| Given problem |
Find the line containing "of the desert", then output it and every line after it through the end of the listing below, exactly as written.

** BEGIN The input **

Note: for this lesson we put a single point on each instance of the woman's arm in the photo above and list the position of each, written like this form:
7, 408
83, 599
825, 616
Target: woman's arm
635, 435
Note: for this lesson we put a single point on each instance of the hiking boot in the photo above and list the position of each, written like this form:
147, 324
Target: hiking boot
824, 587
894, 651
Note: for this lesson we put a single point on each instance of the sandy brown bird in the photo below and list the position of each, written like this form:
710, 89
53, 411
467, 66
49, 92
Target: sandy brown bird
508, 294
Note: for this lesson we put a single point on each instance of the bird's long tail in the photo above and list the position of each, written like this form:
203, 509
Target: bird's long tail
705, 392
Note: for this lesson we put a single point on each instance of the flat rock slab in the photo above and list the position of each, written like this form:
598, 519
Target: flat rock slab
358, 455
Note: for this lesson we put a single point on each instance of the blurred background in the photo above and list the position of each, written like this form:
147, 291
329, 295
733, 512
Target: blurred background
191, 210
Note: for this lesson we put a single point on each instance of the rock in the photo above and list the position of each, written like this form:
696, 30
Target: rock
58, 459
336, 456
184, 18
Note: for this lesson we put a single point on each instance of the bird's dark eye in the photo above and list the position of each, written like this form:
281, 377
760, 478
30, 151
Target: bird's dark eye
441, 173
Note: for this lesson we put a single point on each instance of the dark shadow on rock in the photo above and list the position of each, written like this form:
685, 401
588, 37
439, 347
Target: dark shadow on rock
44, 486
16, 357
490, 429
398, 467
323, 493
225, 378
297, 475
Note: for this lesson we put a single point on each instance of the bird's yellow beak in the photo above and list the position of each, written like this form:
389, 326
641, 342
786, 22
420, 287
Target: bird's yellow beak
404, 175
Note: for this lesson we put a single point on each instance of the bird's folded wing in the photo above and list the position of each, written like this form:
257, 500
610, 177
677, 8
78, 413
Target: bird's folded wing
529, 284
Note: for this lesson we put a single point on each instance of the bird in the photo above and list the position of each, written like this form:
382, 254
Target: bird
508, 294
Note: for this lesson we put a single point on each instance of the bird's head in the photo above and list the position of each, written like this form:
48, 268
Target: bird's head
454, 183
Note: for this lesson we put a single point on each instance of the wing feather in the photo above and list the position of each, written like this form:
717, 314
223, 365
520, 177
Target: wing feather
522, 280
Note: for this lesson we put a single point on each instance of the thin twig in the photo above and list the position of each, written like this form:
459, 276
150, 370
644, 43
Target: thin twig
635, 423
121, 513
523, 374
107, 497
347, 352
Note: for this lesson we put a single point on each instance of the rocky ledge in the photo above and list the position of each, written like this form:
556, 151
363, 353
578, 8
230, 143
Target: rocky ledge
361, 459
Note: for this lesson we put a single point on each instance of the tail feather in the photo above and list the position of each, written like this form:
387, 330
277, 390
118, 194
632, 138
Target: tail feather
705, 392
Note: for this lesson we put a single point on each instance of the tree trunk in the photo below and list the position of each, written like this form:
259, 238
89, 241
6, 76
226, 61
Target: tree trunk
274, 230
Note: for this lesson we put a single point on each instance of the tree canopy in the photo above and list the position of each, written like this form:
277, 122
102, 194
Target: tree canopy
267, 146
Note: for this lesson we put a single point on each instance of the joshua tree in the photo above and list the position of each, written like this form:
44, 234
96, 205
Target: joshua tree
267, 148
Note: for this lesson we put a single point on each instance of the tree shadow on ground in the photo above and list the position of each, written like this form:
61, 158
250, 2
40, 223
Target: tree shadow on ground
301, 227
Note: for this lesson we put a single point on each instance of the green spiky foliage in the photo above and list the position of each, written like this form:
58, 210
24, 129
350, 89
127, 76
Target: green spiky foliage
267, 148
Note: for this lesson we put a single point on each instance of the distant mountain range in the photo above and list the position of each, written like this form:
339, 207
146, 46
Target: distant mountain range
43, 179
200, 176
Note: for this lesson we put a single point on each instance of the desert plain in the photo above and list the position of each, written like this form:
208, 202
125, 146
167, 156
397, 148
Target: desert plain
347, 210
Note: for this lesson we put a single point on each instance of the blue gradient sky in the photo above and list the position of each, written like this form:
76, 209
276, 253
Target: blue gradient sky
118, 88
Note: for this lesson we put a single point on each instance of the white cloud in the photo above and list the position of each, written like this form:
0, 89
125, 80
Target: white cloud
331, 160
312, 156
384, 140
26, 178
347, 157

** END The input **

| Final answer |
Note: for this lesson we put a single point on each instance of the desert plain in the photo above and list the position of each, written like this form:
208, 202
125, 146
167, 156
397, 148
Target: desert plain
347, 210
Note: for this lesson we put a single point on each instance of the blue gradient sky in the photo above and list the position of each, written like this form:
76, 209
276, 253
Target: blue gradient sky
118, 88
Note: for this lesson we put a single point on each instance of the white cloud in the photo above and list the position of each, written like this form:
0, 89
125, 80
Target: white cloud
331, 160
312, 156
384, 140
26, 178
347, 157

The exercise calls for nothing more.